• [What the task requires] Rewrite the stretch of items from the very beginning through the line containing "x=34, y=200", putting "skirting board" wherever "baseboard" appears and leaving everything else as it is.

(Part of a data file)
** START **
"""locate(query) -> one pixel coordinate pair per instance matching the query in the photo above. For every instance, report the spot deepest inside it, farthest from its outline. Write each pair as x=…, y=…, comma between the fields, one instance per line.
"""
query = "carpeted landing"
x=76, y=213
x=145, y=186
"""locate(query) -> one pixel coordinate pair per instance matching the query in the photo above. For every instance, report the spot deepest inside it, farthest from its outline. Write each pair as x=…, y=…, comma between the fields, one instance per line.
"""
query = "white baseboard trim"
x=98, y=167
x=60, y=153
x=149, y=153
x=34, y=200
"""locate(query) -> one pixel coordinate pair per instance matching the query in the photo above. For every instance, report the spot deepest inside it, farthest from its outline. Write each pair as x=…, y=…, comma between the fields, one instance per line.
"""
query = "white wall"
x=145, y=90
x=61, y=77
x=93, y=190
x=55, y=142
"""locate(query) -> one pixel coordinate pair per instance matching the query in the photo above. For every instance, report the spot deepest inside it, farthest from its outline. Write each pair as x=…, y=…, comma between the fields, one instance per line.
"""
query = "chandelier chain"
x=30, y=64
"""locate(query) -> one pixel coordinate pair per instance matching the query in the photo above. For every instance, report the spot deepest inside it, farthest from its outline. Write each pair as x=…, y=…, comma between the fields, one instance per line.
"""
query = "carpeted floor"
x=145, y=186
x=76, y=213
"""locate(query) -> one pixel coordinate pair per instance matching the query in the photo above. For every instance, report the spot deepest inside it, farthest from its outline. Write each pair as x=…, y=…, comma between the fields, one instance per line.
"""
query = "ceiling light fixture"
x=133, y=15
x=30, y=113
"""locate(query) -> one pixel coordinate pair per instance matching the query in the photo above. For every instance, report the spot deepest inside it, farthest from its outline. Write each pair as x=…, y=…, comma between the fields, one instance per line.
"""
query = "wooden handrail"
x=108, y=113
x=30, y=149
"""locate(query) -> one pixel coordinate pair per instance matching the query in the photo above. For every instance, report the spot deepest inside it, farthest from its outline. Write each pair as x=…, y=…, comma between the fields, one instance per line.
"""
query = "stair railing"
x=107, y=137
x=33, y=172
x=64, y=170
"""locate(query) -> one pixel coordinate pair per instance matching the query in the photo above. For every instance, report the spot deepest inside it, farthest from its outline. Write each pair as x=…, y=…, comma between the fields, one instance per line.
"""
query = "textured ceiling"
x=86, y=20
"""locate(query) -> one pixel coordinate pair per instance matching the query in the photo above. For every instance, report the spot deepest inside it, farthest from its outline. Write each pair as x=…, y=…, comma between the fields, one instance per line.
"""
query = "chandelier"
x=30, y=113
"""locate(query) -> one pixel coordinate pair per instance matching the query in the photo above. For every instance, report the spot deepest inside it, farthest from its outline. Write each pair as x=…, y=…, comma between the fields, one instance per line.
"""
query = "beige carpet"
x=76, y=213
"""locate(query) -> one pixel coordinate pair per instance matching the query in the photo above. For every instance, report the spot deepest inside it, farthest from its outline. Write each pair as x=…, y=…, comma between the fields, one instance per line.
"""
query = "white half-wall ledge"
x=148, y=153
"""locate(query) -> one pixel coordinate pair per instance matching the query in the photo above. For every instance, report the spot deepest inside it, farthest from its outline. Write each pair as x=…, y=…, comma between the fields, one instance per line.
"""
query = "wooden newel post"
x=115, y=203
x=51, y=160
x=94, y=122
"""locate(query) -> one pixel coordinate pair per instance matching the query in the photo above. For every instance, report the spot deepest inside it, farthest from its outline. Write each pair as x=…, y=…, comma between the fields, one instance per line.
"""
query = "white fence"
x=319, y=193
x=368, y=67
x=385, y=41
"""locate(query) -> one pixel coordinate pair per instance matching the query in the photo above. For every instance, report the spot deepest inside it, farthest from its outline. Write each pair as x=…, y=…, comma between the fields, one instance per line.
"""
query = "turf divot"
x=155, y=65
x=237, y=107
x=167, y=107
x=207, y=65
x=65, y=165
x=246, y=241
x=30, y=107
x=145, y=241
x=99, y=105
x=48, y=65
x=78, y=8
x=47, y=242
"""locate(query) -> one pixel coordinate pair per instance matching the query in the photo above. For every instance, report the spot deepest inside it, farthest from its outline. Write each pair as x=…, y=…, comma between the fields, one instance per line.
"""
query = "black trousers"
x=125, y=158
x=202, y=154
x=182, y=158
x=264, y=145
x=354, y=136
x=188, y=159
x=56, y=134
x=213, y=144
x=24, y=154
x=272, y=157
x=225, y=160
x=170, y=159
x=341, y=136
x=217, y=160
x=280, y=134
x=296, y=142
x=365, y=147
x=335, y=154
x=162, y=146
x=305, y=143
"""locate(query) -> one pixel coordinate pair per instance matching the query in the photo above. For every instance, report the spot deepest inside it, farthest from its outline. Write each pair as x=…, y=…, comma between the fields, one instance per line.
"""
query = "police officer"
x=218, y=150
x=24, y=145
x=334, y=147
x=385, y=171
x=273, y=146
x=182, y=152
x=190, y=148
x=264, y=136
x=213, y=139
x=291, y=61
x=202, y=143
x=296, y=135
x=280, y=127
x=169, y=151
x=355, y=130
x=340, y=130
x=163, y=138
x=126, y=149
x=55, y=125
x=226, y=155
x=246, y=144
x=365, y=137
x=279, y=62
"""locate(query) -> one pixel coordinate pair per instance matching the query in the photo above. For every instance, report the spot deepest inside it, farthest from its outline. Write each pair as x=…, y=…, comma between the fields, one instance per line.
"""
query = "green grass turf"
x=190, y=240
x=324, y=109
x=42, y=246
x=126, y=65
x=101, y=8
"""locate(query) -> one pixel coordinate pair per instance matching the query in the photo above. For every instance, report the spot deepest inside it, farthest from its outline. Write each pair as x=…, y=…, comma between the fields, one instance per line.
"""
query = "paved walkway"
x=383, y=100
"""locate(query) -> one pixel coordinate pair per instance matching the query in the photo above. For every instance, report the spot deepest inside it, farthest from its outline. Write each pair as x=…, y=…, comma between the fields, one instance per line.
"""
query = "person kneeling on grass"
** END **
• [Output for this task]
"""locate(query) -> one pixel coordinate pair per instance matching the query in the photo above. For every instance, report the spot deepest inside it, farthest from its outline. Write each pair as x=…, y=…, comma between the fields, one instance per line.
"""
query = "carpeted landing"
x=76, y=213
x=145, y=186
"""locate(query) -> one pixel coordinate pair per instance matching the query in the photo above. For every instance, report the spot deepest inside it, farthest from its outline. Write each pair as x=…, y=…, comma between the fields, one instance per line.
"""
query = "white skirting board trim"
x=98, y=167
x=60, y=153
x=149, y=153
x=34, y=200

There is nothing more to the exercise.